THE REQUEST
Output the records exactly. Include every line.

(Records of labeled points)
————
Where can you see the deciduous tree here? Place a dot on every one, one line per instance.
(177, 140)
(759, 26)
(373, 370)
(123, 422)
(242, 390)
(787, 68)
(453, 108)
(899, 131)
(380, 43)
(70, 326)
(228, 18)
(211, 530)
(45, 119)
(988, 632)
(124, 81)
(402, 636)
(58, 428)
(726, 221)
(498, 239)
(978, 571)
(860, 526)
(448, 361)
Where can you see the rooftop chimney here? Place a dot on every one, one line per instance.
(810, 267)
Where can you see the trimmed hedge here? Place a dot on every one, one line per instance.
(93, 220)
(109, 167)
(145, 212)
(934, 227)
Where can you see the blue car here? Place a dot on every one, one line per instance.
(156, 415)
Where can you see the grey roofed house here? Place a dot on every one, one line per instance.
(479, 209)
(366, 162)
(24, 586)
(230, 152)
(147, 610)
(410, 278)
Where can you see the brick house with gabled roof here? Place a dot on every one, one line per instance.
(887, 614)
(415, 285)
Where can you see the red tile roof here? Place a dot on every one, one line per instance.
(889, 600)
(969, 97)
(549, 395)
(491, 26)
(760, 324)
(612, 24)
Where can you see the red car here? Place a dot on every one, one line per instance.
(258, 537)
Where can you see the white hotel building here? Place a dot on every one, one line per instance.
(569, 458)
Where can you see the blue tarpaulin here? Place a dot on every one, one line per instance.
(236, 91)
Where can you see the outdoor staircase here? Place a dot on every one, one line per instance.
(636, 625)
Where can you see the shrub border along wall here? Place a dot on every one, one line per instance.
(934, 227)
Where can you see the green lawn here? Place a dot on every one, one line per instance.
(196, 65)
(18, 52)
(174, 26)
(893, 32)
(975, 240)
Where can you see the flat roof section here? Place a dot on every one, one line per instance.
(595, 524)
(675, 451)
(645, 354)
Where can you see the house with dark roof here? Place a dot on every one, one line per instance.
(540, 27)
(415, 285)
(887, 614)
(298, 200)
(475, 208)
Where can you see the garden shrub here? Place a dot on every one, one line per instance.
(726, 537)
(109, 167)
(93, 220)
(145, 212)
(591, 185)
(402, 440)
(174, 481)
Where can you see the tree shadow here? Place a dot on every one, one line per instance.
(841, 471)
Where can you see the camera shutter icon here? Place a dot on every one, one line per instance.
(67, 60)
————
RESULT BELOW
Where can you see the deciduous tree here? Place a dot on every one, one line per instance.
(177, 140)
(759, 26)
(373, 370)
(123, 422)
(242, 390)
(787, 68)
(453, 108)
(899, 131)
(380, 43)
(70, 326)
(228, 18)
(211, 530)
(45, 119)
(988, 632)
(124, 81)
(402, 636)
(58, 428)
(726, 221)
(498, 239)
(978, 571)
(860, 526)
(448, 361)
Where can you see the rooftop chimney here? Place a dot on every one, one line per instance.
(810, 267)
Where can you see the trimmed hedge here? Place a dot on every one, one line per instance.
(93, 220)
(109, 167)
(145, 212)
(934, 227)
Where can you see the blue car here? Place a dot on every one, one line per instance.
(156, 415)
Where can you see the grey roofed house here? Place a dot on every one, one line per instance.
(479, 209)
(366, 162)
(24, 586)
(230, 152)
(147, 610)
(410, 278)
Where can you see the brick house with gabled roof here? Place a dot on every one, one line per instance.
(887, 614)
(415, 285)
Where can you see the red tile roof here? Place a dot on every one, one line per instance.
(889, 600)
(969, 97)
(549, 395)
(491, 26)
(760, 324)
(612, 24)
Where can you see the red car here? Place a dot on every one, one line per instance.
(258, 537)
Where can you see the white hotel building here? Place a dot on every one, one line per instance.
(569, 458)
Where can you see the blue tarpaulin here? Place a dot on every one, one line per instance.
(236, 91)
Where can you see the outdoor staircase here? Place a dot on every one, one line per instance.
(636, 625)
Where can you see the shrub border along wall here? Place a dot on every one, one line per instance.
(934, 227)
Where can you see the green lawn here? Place a dot on every one, one line per instance.
(196, 65)
(18, 52)
(174, 26)
(893, 32)
(975, 240)
Where can you see the flat roof section here? Place a dot on every one, one line per instance.
(595, 524)
(675, 451)
(645, 354)
Where can you see the house with dark roof here? Place a dot on every one, one line per instance.
(540, 27)
(415, 285)
(887, 614)
(298, 200)
(475, 208)
Where can you see the garden shrub here? Place a dot on every one, one line per instance.
(726, 537)
(109, 167)
(93, 220)
(145, 212)
(591, 185)
(402, 440)
(174, 481)
Where can you see the tree shadow here? Place a dot on every one, one line per instance.
(841, 471)
Where can you see the camera shutter icon here? Place a dot on every one, one line per instance.
(67, 60)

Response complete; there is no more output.